Records from a collection

┄┄┄┄┄┄┄┄┄┄

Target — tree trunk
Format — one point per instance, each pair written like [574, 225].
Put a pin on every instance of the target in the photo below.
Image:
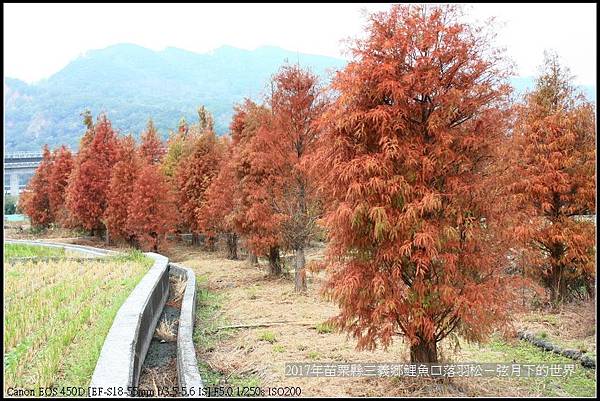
[424, 352]
[558, 285]
[232, 245]
[274, 261]
[300, 273]
[252, 259]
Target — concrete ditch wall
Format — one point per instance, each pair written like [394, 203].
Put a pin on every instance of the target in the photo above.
[94, 252]
[127, 342]
[576, 355]
[188, 376]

┄┄┄┄┄┄┄┄┄┄

Exercise » Find the word "Format" in the entries and show each line where it is found.

Completed task »
Format — one point per instance, each pair written like [574, 225].
Format — one point per instance, each pair written like [394, 203].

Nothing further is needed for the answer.